Much as I love fishing for Columbia River spring Chinook, and all the fun and friends that go with it, my true motivation is much more primitive: Eating Columbia River spring Chinook. I look forward to the deeply flavored, fat-dripping, crispy-skin-covered, melt-in-your-mouth experience all year. In fact, it’s probably my favorite single thing to eat in the entire world. Here’s how we cook it, starting with the prime, center-cut fillet from a 21-pound springer above, scales and pin bones already removed.
Next, I cut the fillet vertically into one-inch-thick steaks, and salt all four sides of each steak liberally with good sea salt or kosher salt. Once it’s salted, I put it in the fridge for 5 to 10 hours, which allows osmosis to work–the salt sucks water moisture out of the fish, then, when it equalizes, the water is reabsorbed. For some reason, this process seals the cell walls, allowing it to hold the moisture within as it cooks.
Shortly before cooking, I use the edge of a knife like a squeegee to force excess moisture out of the skin, above. I poached this technique from Thomas Keller’s gorgeous French Laundry cookbook, and it works like magic. Because the cooking heat doesn’t have to evaporate out all that water, it creates the crisp, crackly, fatty, fish-skin bacon the kids and I crave.
The steaks go onto a hot grill–500 degrees seems to work well–and cook for about six minutes total, turning to crisp all sides. Thanks to the high heat and brined flesh, the entire exterior crisps up almost as much as the skin, and each bite literally melts away in your mouth. My favorite food. Oh, man.

◆ ◆ ◆ ◆

_WHAT IS NEEDED_:
Condense the paragraph that begins "The steaks go onto a hot grill" from the excerpt on cooking spring Chinook into a short bulleted list that keeps its main facts.

◆ ◆ ◆ ◆

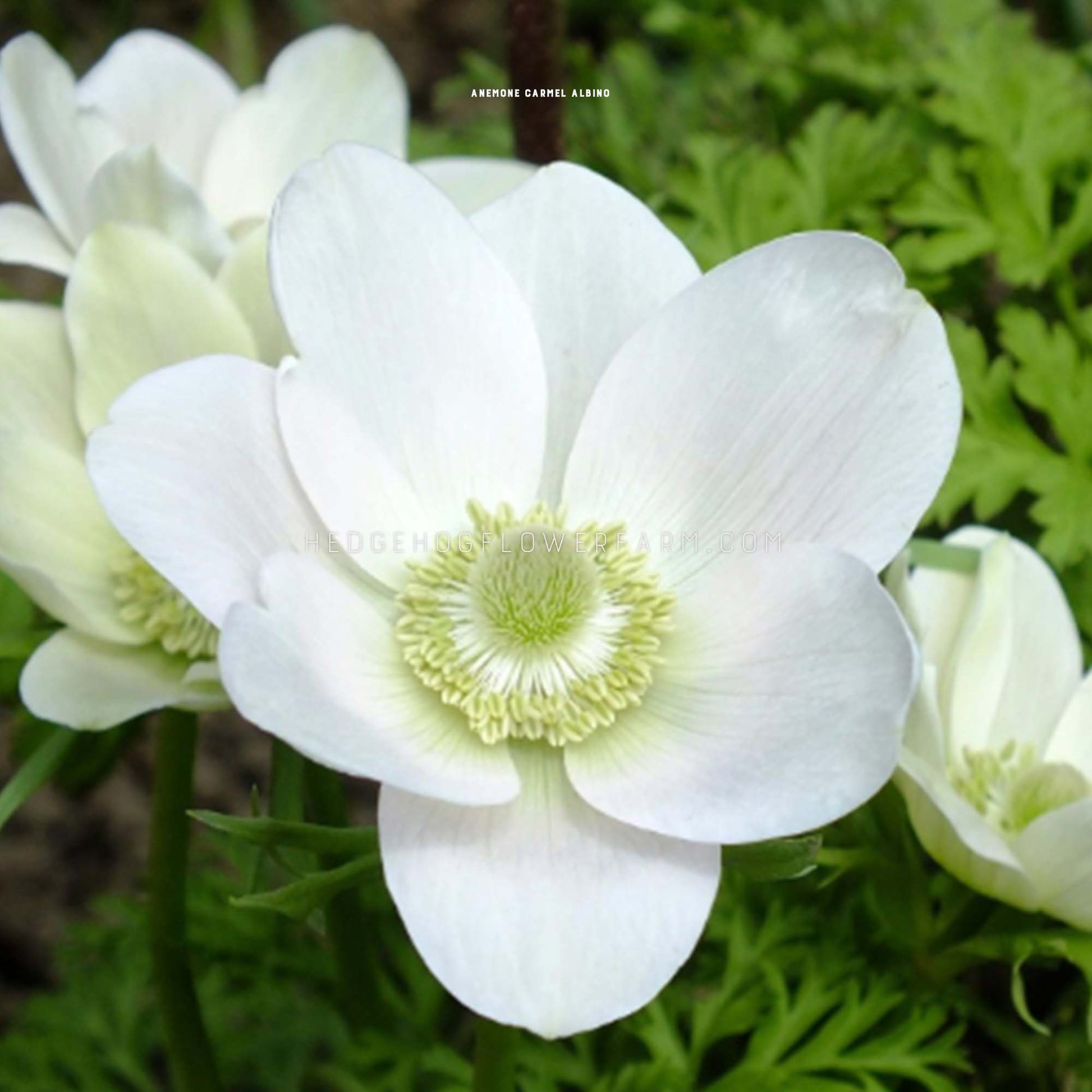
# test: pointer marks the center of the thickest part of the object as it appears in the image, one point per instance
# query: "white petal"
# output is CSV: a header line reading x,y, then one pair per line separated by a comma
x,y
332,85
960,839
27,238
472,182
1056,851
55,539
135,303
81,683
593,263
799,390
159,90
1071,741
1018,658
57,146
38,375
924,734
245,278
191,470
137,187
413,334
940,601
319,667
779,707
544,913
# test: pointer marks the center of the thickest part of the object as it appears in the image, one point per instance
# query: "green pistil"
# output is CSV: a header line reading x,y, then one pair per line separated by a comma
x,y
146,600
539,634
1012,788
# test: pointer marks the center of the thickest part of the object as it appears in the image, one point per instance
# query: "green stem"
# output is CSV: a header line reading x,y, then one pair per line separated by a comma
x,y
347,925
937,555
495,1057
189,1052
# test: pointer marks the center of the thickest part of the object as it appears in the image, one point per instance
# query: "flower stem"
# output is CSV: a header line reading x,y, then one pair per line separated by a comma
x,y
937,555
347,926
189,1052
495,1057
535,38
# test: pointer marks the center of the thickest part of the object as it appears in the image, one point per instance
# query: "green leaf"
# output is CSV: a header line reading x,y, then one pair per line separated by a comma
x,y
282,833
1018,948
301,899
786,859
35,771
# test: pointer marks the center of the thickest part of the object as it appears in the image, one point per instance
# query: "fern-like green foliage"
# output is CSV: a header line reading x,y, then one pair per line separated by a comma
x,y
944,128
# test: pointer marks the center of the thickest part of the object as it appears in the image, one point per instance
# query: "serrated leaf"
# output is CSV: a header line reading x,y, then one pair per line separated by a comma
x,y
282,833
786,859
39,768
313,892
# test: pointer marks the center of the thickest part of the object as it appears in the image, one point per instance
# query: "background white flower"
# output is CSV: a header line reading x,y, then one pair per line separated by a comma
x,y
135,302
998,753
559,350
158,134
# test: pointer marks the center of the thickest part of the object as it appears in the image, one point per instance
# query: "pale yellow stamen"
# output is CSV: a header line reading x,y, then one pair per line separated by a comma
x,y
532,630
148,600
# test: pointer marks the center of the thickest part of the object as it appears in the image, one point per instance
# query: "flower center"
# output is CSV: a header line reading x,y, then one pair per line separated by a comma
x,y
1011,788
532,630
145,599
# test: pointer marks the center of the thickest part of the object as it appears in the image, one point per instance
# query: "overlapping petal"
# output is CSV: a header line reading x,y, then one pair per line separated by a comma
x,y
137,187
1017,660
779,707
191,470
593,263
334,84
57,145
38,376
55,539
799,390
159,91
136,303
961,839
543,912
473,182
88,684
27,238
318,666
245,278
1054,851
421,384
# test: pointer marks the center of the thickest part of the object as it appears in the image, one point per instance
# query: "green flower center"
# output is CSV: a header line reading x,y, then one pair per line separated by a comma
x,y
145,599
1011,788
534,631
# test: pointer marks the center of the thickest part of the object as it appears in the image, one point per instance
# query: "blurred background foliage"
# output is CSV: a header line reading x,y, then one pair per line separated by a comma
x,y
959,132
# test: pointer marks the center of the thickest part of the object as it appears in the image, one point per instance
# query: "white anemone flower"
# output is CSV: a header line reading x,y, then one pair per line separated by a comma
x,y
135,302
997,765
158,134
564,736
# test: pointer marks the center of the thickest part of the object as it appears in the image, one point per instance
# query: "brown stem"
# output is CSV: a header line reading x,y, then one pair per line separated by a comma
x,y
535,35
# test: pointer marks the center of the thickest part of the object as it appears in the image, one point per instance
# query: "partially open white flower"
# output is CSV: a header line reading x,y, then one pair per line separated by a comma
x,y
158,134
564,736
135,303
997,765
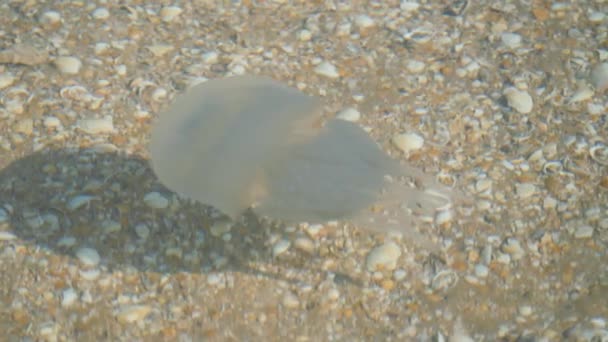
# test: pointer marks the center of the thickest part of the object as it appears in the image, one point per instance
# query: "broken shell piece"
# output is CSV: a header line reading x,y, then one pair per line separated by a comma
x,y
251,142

◆ ◆ ◆ ◆

_TASK RESULT_:
- The steaks go onto a hot grill, about 500 degrees.
- They cook for about six minutes total and are turned to crisp all sides.
- The high heat and brined flesh make the whole exterior nearly as crisp as the skin.
- Each bite melts in the mouth, and this is the writer's favorite food.